OBJECTIVE. Recast the lines below, from the line with "Pretty please, detect the roadside" up to and including the line with "[131,96,169,126]", as a Markdown table with the columns No. and Text. Give each line its own numbered row and omit any blank lines.

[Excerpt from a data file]
:::

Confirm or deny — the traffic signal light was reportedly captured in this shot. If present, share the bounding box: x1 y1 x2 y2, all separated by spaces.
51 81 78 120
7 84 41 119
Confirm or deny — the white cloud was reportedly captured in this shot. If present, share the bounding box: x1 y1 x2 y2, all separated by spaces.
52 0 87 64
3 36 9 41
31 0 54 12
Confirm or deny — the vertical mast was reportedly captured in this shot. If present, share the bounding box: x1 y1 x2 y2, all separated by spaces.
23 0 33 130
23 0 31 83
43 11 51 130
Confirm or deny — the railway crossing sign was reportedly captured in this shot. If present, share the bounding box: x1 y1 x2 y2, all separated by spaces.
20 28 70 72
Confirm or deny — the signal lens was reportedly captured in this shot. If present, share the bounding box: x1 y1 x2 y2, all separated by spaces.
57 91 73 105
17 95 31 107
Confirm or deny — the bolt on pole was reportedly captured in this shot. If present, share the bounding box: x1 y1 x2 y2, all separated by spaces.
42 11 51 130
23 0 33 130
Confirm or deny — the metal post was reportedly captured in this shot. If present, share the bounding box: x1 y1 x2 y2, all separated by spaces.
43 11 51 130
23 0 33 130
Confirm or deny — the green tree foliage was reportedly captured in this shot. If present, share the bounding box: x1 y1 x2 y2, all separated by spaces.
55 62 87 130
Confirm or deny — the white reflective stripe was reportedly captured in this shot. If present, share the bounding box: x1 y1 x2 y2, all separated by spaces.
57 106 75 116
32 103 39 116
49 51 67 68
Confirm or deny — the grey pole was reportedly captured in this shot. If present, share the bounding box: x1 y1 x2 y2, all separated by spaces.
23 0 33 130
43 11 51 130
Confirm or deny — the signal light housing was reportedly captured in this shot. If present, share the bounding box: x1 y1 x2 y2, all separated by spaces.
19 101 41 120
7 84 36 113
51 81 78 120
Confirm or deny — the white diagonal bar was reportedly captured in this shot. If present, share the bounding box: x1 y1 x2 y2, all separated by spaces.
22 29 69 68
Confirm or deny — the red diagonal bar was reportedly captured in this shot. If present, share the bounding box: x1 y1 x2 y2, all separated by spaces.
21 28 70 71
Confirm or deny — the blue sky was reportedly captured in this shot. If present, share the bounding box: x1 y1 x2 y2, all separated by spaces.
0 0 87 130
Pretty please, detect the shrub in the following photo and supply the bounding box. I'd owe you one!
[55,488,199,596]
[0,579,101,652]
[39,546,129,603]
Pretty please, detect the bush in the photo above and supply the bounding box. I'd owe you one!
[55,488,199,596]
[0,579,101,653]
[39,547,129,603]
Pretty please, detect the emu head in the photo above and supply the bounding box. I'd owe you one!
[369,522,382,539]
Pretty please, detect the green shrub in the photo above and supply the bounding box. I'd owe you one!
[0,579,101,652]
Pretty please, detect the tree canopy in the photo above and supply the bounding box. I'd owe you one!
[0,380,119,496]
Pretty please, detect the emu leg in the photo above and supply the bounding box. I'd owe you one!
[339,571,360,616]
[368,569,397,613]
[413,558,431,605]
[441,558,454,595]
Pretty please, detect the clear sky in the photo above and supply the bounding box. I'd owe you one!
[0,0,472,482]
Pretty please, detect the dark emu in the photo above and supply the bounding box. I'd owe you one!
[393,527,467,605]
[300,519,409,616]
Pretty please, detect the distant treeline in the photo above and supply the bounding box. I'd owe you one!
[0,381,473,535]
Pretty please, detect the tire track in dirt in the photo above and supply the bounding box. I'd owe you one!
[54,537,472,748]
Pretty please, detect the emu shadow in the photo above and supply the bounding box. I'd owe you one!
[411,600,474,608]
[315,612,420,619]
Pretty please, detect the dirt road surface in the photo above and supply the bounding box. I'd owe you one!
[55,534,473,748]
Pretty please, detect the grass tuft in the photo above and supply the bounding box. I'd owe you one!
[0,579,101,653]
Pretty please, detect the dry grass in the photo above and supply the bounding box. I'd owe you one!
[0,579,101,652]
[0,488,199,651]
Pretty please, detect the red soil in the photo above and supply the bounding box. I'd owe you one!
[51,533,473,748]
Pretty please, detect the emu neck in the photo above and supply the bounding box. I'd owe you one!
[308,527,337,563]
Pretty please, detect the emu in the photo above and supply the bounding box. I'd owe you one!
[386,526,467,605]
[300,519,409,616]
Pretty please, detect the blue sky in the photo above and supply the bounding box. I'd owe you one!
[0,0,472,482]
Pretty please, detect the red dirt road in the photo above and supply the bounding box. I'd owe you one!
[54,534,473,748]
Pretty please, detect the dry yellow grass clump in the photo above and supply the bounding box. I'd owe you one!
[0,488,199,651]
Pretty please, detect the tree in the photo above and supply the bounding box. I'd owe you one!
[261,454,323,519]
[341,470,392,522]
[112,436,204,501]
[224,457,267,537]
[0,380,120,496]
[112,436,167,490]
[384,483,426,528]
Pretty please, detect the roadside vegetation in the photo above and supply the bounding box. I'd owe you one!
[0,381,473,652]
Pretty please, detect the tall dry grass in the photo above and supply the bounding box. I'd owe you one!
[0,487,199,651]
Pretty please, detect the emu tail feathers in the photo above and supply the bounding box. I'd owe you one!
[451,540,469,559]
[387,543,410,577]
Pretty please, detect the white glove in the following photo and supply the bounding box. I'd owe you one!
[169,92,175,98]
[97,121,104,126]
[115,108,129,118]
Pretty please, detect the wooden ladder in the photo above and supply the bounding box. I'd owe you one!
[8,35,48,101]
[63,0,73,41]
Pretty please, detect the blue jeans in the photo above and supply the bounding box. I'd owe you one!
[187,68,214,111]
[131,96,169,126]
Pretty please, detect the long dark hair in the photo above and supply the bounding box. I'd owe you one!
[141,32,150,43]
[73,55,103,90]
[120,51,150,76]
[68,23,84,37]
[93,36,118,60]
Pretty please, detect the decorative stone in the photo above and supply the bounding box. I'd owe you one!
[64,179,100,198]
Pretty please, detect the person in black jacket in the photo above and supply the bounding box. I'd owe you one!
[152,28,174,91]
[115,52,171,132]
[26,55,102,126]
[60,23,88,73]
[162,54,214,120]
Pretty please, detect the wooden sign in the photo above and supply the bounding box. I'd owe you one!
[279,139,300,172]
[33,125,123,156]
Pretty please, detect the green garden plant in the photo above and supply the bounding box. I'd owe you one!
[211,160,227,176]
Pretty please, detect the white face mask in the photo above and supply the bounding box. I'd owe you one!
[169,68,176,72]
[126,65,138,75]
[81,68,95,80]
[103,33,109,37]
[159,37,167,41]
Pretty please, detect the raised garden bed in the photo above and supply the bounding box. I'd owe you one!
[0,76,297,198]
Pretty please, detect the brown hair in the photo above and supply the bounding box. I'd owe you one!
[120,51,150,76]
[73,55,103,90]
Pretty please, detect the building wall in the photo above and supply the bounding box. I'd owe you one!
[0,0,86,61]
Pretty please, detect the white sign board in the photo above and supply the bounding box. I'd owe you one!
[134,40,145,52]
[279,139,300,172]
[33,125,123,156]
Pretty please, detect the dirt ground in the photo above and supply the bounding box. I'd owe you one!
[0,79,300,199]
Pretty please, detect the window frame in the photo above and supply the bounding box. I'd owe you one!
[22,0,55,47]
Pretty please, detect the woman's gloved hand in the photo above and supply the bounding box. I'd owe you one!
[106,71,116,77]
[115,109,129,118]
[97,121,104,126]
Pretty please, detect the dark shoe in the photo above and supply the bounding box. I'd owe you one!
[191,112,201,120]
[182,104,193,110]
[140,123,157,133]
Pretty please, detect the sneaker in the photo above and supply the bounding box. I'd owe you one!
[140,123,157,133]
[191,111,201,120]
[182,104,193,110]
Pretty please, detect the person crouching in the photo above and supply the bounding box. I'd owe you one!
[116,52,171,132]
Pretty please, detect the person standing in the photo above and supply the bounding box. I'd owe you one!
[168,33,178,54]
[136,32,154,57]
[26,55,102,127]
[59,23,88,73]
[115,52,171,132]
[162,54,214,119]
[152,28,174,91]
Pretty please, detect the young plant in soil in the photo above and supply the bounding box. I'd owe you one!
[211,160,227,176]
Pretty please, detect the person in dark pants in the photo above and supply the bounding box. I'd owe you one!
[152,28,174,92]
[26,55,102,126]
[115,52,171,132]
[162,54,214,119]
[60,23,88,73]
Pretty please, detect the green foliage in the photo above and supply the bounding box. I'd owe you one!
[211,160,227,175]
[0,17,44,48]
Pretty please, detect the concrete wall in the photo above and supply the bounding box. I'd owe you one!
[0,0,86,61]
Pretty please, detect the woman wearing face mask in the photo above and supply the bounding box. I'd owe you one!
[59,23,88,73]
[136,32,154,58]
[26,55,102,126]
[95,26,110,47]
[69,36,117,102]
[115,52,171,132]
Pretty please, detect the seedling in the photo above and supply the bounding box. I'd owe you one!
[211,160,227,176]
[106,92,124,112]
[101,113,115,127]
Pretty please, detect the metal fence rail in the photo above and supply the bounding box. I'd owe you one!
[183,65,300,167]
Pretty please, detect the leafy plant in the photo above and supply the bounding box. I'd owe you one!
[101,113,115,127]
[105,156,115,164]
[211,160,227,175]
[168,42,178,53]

:::

TASK ANSWER.
| No. | Text |
|---|---|
| 1 | Pretty please, detect the roadside vegetation in the photo above and supply the bounding box. I'd owe you one! |
| 2 | [0,381,473,652] |
| 3 | Pretty please, detect the tall dry grass in the photo above and supply the bounding box. I'd owe you one! |
| 4 | [0,487,199,651] |
| 5 | Pretty please, detect the emu tail feathers in the photo above and supply the bounding box. I'd owe you one! |
| 6 | [451,540,469,559] |
| 7 | [387,543,410,577] |
| 8 | Pretty please, detect the white glove in the following photo and supply the bounding box. I'd owe you one! |
| 9 | [169,92,175,98] |
| 10 | [97,121,104,126] |
| 11 | [115,108,129,118] |
| 12 | Pretty please, detect the wooden ladder in the photo above and supply the bounding box. I'd owe you one! |
| 13 | [8,35,48,101] |
| 14 | [63,0,73,41] |
| 15 | Pretty please, detect the blue jeans in the photo above and supply the bounding box. I'd owe you one! |
| 16 | [187,68,214,111] |
| 17 | [131,96,169,126] |